Biz bunu hep yapıyoruz :-)

Selams,

Bu sene bizim Albatrosun dino takımı 13-14 temmuz’da Kaş/Sinekçibel’de bir
XC uçuş planlamışlardı. Biz de Kağanla beraber bu faaliyeti esas alarak ayın
10’u akşamı öğrencimiz Mert’i de yanımıza alarak yola çıktık.
İlk durak İnönü idi, ama havanın uygun olmaması sebebiyle hemen Eğridire
devam ettik. Salı akşamüstü Kenan’larla buluştuk ve Kağanla birer sorti
yaptık. Kenan ve diğer SDÜ’lü arkadaşlara çok selamlar ve teşekkürler,
inşallah bi daaki sefere daha uzun kalmaya gelicez.
Tabii ki orada da fazla oyalanmadan “vur/kaç” taktiği gereği hemen ölüdenize
devam ettik. Niyetimiz çarşamba günü SIV’lerimizi tazeleyip, perş-cuma
günleri Sinekçibelde XC’mizi yapmaktı. Ama bu sene babadağ bize çok kötü
davrandı. Çarşamba ve perşembe günlerimizi uçamayarak babadağda harcadıktan
sonra bizim ekibin sinekçibelden vazgeçtiğini öğrendik. Esas plan suya düştü
yani … bileydik Eğridire kamp atardık ama nerden bilcen işte …
Bu arada yemedik yedirdik, içmedik içirdik, gitmedik götürdük biricik
öörencimiz Mert’i de uçmadık uçurduk derken sağa sola yazıyoduk az daha,
bunun raporunu yazmayı Kağan’a bırakıyorum..
Uçmaktan umidi kesmiş bi şekilde Kaş’a intikal ettik perşembe akşamı. Cuma
akşamüstü belki bi uçuş çıkartırız diye bizim klasik uçuş yerimiz olan
İzne’ye de bi uğradık ama hava yine uygun diildi, şaşırmadık bu sefer ama
… Daha yukarıdaki Asas tepesindeki askeri bölgeye de uğradık ama nöbetçi
subay uçuşun yasak olduğunu söyledi bize… Bilen var mı daha önce uçanlar
nasıl uçmuş ve sonra neden yasaklanmış acaba ?
Neyse, bu arada sağolsun İzmir’den Cumhur da sürekli olarak Bozdağa
çağırıyodu zaten, biz ani bi kararla cuma akşamı Bozdağa koptuk. C.tesi
öğleden sonra hava biraz sert iken oraya vardık ve Cumhur ve Emrelerle
buluştuk. Ben havalandıktan sonra önce jandarma sonra Y, daha sonra yine
jandarmanın arkasındaki iki tepeden aktarmalı zirvenin 200 mt altına kadar
çıktıktan sonra rüzgarı da arkama alarak sol taraftaki radyo/link’in
üzerinden daha da sol tarafa koparak yaklaşık 14 km uzaklıktaki Kiraz köyüne
ulaştım. Sağolsunlar Emre ve Kağan mükemmel bi retrieve yaptılar. Kısa günün
karı diyip akşama çok güzel bi kamp yaptık, Ehavk’a ve Daedalus’a (yoksa
Deadalus’muydu, şunu da bi türlü öörenemedik gitti :) çok teşekkürler.

_Veri_
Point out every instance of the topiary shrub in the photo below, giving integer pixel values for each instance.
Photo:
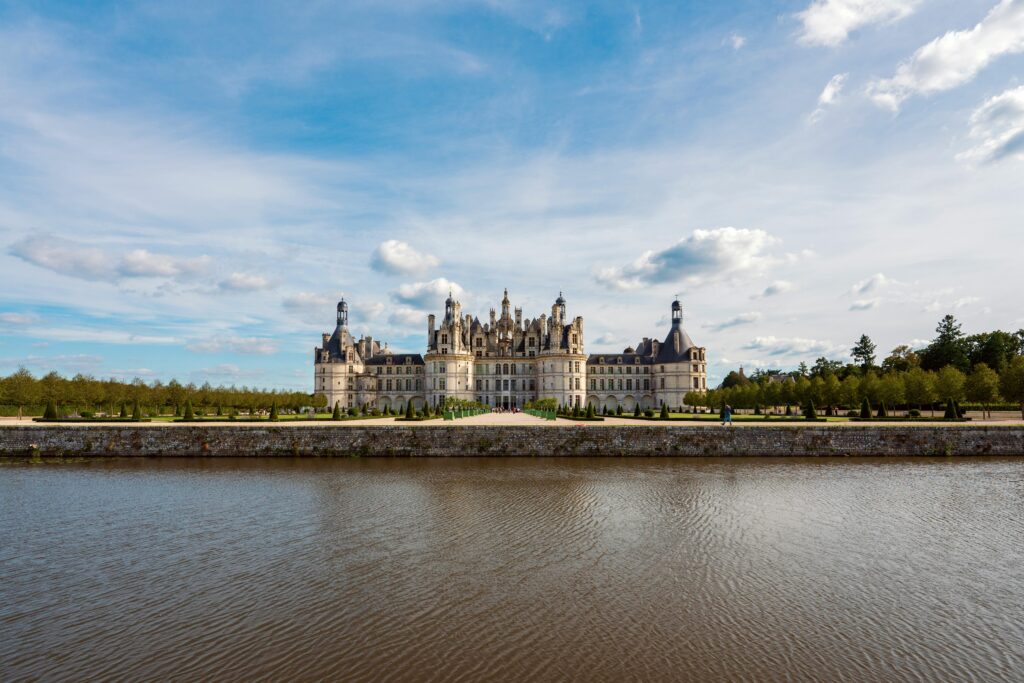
(950, 413)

_Yönerge 1_
Yamaç paraşütü gezisi anlatısına göre yazar Bozdağ'dan havalandıktan sonra yaklaşık kaç kilometre uzaklıktaki hangi köye ulaştı?
_Yönerge 2_
Yamaç paraşütü gezisi anlatısını bıraktığı noktadan itibaren devam ettirin.
Bu verilere ihtiyacınız yok.

_Çıktı 1_
Yaklaşık 14 km uzaklıktaki Kiraz köyüne ulaştı.

_Çıktı 2_
Ertesi gün (pazar) hava daha da iyiydi, bir ara havada yaklaşık 10 kanat
danseder gibi dolaşıyolardı, çok güzeldi. Ben biraz geç çıktım, yanlış
taktik sonucu kağanla beraber kısa düşüp Birgiye indik. Aynı saatlerde Emre
Aytac Atlas kanadıyla önce zirve (2200mt) yaptı, oradan kopup dün benim
gittiğim Kiraz’ı 6 km. geçerek 20km yaptı. Cumhur da benim Atlası alıp başka
bi yöne doğru o da 20 km yazdı… Günün kanatları Atlaslar oldu yani ….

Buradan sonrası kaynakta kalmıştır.